[WRITTEN EXERCISE]
Nothing but the lines from the one containing "the sandstone rock." to the end of the data should be returned, each exactly as written.

[SUPPLIED ENTRIES]

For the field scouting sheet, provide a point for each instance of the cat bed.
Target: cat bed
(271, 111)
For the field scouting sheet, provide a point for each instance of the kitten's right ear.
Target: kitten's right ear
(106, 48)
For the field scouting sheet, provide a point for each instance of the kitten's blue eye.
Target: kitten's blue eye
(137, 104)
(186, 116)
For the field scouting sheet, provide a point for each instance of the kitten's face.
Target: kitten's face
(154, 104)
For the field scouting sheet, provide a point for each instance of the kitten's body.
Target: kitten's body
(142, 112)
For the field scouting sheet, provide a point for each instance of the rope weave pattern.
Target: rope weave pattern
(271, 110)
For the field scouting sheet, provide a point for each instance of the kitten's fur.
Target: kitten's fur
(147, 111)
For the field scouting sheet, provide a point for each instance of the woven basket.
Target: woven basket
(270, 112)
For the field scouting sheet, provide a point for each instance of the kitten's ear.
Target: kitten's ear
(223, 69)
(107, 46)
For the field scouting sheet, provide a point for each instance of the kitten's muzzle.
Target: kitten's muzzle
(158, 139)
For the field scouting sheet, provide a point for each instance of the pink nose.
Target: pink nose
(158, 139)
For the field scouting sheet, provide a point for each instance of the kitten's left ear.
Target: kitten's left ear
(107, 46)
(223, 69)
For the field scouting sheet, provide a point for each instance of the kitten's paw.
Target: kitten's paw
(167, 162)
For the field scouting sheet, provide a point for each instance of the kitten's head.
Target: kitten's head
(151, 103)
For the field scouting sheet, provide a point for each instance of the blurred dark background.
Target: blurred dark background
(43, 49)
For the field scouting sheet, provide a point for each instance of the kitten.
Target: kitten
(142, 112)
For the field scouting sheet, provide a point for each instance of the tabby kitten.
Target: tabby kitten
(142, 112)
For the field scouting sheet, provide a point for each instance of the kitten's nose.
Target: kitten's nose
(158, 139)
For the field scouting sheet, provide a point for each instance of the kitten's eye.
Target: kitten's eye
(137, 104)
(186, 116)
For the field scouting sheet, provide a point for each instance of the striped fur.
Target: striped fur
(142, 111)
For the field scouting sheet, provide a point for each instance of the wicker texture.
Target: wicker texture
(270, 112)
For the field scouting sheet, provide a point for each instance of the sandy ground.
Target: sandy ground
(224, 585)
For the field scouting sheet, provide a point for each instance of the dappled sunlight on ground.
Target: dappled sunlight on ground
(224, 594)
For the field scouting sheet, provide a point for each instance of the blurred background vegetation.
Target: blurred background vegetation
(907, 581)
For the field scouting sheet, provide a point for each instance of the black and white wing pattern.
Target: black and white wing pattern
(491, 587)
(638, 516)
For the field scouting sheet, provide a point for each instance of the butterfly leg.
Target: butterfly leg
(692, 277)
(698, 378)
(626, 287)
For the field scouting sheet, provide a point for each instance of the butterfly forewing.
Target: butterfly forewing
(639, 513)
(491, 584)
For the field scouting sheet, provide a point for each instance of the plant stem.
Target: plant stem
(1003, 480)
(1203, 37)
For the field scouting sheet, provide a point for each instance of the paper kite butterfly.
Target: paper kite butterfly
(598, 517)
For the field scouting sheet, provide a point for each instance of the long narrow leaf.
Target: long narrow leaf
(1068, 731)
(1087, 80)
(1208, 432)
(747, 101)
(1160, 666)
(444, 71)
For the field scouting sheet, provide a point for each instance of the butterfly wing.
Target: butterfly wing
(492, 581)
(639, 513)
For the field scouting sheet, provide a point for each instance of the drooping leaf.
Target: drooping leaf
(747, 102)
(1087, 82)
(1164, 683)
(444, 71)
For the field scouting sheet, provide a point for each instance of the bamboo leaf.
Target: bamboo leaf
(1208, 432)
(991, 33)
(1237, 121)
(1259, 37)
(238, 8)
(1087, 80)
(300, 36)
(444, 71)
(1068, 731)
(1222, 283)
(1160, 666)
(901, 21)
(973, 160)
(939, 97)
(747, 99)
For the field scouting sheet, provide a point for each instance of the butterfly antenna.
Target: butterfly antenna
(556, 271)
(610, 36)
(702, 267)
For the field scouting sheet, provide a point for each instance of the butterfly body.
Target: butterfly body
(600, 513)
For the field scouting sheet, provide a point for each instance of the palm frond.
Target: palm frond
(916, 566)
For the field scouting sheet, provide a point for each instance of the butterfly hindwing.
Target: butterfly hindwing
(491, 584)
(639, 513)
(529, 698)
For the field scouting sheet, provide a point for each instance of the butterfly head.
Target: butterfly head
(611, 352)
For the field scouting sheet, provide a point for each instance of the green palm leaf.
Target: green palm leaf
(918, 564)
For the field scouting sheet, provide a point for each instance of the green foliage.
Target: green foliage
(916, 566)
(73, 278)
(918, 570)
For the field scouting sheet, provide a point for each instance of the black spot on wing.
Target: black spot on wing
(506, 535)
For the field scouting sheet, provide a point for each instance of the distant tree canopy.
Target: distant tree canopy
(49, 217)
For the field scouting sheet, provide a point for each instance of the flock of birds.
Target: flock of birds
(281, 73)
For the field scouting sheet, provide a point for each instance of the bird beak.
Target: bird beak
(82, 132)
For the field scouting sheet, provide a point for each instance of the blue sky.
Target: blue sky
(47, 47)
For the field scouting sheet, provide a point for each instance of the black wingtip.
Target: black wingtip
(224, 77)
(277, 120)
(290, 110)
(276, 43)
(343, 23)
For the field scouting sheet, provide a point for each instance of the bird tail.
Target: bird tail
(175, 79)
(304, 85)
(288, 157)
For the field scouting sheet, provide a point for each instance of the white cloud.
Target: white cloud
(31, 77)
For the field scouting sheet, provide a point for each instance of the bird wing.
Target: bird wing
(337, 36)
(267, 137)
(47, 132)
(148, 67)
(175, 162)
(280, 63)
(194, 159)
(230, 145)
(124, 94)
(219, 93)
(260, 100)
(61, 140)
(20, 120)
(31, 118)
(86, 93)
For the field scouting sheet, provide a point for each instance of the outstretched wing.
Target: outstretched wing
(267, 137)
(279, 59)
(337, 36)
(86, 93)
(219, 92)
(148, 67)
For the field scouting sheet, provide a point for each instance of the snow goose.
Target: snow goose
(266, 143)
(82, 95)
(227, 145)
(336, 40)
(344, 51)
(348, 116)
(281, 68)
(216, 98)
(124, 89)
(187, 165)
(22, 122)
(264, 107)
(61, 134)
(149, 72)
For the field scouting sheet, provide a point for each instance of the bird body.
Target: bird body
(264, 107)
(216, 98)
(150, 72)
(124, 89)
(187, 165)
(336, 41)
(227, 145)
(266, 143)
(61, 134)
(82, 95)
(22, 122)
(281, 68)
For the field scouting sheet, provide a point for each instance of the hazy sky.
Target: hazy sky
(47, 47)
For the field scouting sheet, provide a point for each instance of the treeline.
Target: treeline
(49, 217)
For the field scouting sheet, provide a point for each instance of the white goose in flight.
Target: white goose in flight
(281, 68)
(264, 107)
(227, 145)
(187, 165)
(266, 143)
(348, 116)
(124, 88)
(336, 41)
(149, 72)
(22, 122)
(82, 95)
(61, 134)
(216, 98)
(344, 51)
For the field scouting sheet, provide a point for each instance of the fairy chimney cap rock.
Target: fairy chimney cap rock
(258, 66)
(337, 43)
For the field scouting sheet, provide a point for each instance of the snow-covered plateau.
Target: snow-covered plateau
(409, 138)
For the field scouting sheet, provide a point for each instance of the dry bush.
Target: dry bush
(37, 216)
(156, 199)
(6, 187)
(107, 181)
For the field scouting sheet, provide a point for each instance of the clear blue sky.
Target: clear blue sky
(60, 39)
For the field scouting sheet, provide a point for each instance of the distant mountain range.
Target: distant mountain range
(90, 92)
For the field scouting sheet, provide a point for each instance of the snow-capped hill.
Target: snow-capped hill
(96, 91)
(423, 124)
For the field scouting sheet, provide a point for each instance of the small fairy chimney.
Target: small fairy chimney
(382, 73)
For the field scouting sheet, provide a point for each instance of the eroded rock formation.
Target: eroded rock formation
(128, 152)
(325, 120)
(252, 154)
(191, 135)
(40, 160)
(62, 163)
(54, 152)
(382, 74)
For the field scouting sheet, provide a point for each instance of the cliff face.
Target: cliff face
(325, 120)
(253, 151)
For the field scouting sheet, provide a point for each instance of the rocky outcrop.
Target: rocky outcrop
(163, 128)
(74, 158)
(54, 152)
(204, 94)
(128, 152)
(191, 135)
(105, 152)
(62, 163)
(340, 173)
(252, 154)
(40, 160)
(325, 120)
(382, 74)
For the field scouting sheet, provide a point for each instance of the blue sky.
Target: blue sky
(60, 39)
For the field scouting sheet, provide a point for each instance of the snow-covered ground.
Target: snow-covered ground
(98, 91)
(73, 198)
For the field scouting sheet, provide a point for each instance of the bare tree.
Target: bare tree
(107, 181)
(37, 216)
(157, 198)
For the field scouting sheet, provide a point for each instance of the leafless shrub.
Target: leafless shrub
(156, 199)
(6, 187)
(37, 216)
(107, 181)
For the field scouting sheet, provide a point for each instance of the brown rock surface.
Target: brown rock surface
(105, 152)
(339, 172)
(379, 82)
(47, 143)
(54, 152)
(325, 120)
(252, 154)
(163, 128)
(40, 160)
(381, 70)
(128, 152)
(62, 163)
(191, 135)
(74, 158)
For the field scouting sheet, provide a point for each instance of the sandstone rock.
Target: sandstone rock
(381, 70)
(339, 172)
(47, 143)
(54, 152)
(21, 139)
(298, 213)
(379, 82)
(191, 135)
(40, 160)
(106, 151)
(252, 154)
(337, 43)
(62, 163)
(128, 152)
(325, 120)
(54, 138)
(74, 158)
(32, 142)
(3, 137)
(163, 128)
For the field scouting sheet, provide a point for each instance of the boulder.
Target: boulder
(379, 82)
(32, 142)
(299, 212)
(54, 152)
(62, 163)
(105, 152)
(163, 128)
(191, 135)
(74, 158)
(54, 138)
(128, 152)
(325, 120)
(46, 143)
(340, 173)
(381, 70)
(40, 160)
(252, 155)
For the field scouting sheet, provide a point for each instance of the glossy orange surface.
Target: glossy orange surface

[RESULT OF THIS TASK]
For the field scouting sheet, provide a point for each instance of the sandstone rock.
Target: sandstone rock
(381, 70)
(339, 172)
(47, 143)
(54, 152)
(21, 139)
(298, 213)
(379, 82)
(191, 135)
(40, 160)
(106, 151)
(252, 154)
(337, 43)
(62, 163)
(128, 152)
(325, 120)
(54, 138)
(74, 158)
(32, 142)
(3, 137)
(163, 128)
For the field scouting sheet, provide a point for each instance of the boulder.
Target: boulder
(379, 82)
(32, 142)
(299, 212)
(54, 152)
(62, 163)
(105, 152)
(163, 128)
(191, 135)
(74, 158)
(54, 138)
(128, 152)
(325, 120)
(46, 143)
(340, 173)
(381, 70)
(40, 160)
(252, 155)
For the field scouting sheet, provide a point for each instance of the glossy orange surface.
Target: glossy orange surface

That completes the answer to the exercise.